## Given records
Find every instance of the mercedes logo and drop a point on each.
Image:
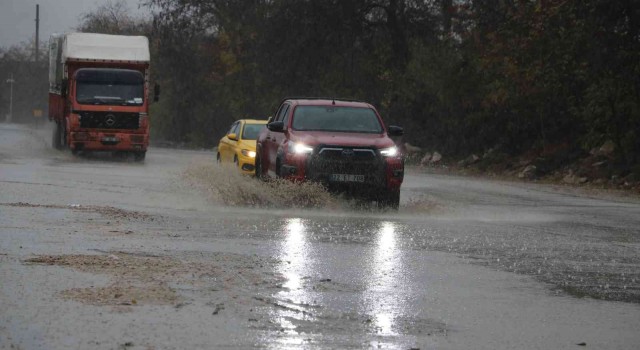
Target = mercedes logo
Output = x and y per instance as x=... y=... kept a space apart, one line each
x=347 y=153
x=110 y=119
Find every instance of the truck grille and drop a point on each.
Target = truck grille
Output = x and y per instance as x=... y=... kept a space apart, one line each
x=345 y=160
x=109 y=120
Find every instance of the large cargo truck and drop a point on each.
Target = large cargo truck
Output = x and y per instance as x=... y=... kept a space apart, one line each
x=99 y=92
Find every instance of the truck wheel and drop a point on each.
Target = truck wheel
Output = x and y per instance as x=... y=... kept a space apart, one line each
x=63 y=135
x=139 y=156
x=390 y=200
x=56 y=139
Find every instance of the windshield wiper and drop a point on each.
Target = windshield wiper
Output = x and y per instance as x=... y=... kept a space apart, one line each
x=101 y=100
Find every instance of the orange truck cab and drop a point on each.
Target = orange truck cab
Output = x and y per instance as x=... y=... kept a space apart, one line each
x=99 y=92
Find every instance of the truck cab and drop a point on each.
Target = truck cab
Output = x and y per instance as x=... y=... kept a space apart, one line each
x=99 y=93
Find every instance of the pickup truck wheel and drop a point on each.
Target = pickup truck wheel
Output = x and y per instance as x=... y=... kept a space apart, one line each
x=258 y=166
x=278 y=165
x=56 y=139
x=139 y=156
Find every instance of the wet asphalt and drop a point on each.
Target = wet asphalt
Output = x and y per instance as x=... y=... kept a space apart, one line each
x=466 y=263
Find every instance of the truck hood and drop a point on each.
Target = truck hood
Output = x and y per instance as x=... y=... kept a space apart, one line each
x=314 y=138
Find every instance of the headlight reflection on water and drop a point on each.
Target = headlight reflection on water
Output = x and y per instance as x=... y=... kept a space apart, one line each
x=381 y=301
x=294 y=253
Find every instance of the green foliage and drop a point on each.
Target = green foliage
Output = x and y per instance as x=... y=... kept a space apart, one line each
x=461 y=76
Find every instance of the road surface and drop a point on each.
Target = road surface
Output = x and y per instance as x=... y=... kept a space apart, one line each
x=177 y=253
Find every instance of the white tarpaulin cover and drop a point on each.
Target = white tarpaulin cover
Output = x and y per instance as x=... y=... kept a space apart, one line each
x=89 y=46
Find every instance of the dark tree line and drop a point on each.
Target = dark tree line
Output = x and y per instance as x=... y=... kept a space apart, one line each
x=462 y=76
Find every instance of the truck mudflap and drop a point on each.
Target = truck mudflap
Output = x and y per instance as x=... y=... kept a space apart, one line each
x=108 y=141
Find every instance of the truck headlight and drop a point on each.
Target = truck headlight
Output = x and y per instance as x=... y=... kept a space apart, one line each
x=247 y=153
x=389 y=152
x=299 y=148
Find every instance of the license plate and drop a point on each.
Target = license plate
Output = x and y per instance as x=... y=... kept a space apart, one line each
x=347 y=178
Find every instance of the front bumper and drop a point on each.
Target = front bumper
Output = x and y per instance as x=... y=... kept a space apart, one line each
x=368 y=172
x=246 y=164
x=108 y=141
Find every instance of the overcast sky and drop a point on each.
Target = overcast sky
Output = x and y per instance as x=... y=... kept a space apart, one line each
x=17 y=17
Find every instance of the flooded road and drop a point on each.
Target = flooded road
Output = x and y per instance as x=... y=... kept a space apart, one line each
x=174 y=253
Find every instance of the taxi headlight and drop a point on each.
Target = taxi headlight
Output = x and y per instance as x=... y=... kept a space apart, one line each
x=247 y=153
x=389 y=152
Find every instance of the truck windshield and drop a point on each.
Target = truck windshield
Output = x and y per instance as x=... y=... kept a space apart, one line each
x=105 y=86
x=251 y=131
x=338 y=119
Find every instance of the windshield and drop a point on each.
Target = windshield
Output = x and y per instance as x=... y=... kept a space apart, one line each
x=104 y=86
x=250 y=131
x=339 y=119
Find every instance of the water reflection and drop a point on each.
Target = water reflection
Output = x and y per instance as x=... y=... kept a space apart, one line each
x=293 y=253
x=384 y=285
x=294 y=263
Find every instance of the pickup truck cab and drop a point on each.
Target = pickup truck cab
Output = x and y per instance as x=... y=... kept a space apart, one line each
x=342 y=144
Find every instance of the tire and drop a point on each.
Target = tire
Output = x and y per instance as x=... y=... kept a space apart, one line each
x=258 y=166
x=63 y=135
x=56 y=138
x=139 y=156
x=278 y=165
x=390 y=200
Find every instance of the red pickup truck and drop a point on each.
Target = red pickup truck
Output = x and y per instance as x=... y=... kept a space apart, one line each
x=341 y=143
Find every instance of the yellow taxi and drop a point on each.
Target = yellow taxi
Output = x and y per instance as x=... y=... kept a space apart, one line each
x=239 y=144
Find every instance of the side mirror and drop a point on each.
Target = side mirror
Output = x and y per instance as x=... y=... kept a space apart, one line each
x=276 y=126
x=156 y=93
x=395 y=131
x=64 y=86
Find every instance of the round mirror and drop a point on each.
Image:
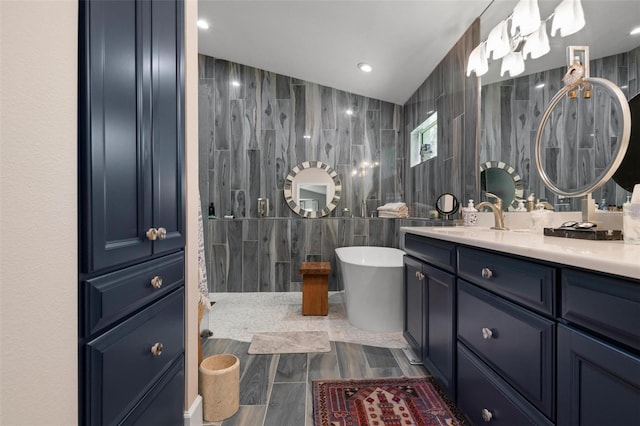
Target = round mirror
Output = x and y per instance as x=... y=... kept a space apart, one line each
x=447 y=205
x=628 y=173
x=502 y=180
x=582 y=137
x=312 y=189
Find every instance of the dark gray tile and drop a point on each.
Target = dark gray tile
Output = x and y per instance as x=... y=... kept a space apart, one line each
x=286 y=405
x=291 y=368
x=247 y=415
x=378 y=357
x=255 y=380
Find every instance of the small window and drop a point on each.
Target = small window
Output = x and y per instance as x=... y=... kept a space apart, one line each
x=424 y=140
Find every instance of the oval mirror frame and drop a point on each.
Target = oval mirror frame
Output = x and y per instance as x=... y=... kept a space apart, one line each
x=289 y=195
x=623 y=143
x=518 y=192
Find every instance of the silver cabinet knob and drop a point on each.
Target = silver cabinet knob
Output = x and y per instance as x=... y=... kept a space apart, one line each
x=487 y=333
x=156 y=234
x=162 y=233
x=486 y=415
x=156 y=349
x=487 y=273
x=156 y=282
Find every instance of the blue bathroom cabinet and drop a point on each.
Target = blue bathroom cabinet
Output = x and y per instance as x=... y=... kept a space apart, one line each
x=537 y=343
x=430 y=294
x=131 y=212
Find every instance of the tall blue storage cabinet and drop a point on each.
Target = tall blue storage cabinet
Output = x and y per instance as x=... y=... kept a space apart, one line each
x=131 y=212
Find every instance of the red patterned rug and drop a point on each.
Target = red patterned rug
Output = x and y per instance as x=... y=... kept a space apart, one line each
x=382 y=402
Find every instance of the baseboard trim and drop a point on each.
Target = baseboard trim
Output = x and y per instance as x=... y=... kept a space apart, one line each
x=194 y=416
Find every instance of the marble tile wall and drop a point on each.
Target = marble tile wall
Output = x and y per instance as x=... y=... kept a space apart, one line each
x=264 y=255
x=251 y=135
x=511 y=111
x=455 y=97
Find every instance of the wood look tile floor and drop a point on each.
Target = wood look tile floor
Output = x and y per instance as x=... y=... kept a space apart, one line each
x=275 y=390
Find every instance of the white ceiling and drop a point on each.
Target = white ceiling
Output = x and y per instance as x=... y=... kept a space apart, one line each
x=322 y=41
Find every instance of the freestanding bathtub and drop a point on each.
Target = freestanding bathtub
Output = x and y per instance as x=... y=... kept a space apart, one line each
x=373 y=289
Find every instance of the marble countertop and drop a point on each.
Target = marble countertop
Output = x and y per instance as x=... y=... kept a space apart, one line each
x=613 y=257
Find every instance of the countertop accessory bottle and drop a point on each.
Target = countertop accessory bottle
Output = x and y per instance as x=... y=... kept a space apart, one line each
x=470 y=215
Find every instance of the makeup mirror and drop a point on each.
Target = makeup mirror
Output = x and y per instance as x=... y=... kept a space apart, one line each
x=312 y=189
x=447 y=205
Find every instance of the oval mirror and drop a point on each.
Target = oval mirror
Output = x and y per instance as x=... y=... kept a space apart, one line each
x=447 y=205
x=312 y=189
x=501 y=179
x=582 y=137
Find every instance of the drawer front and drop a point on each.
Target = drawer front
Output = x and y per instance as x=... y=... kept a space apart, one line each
x=439 y=253
x=164 y=404
x=111 y=297
x=606 y=305
x=518 y=344
x=524 y=282
x=121 y=367
x=598 y=384
x=482 y=393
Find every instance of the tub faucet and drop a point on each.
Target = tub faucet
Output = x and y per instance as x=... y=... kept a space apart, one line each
x=496 y=208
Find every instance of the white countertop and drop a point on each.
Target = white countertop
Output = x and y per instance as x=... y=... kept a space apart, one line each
x=613 y=257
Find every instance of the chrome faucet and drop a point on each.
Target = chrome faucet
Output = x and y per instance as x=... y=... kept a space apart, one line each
x=496 y=208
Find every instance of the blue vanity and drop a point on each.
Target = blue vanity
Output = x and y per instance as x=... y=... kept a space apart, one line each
x=520 y=328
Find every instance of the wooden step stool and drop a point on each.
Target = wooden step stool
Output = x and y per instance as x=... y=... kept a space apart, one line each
x=315 y=287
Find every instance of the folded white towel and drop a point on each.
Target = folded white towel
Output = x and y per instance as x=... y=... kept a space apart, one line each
x=393 y=207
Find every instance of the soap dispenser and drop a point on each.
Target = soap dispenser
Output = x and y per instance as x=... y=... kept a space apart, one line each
x=470 y=215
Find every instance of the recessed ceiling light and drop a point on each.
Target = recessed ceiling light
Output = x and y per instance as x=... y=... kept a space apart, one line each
x=365 y=67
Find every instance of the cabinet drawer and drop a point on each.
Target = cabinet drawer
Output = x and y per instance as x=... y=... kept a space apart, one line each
x=518 y=344
x=120 y=365
x=528 y=283
x=164 y=404
x=439 y=253
x=609 y=306
x=111 y=297
x=481 y=392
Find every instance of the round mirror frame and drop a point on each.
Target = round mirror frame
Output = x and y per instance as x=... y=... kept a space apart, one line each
x=288 y=189
x=622 y=146
x=517 y=181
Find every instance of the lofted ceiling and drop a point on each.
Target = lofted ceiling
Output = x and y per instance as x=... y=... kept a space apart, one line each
x=322 y=41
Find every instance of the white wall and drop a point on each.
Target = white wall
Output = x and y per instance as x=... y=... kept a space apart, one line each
x=38 y=237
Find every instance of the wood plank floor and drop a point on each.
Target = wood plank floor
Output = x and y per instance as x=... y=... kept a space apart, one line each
x=275 y=390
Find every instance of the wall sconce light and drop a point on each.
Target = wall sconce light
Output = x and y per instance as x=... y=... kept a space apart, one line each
x=528 y=36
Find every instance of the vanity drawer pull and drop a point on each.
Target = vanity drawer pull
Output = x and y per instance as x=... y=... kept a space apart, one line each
x=487 y=273
x=486 y=415
x=156 y=349
x=487 y=333
x=156 y=282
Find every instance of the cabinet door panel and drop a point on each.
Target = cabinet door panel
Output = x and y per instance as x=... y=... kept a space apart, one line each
x=439 y=347
x=168 y=128
x=597 y=383
x=115 y=191
x=413 y=313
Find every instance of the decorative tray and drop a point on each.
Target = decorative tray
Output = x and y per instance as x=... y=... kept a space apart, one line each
x=585 y=234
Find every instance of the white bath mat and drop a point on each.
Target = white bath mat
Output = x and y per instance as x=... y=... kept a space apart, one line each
x=289 y=342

## Task goal
Extract each line from the listing that holds the word "trim".

## Solved exercise
Find every instance of the baseboard trim and drop a point on each.
Target = baseboard trim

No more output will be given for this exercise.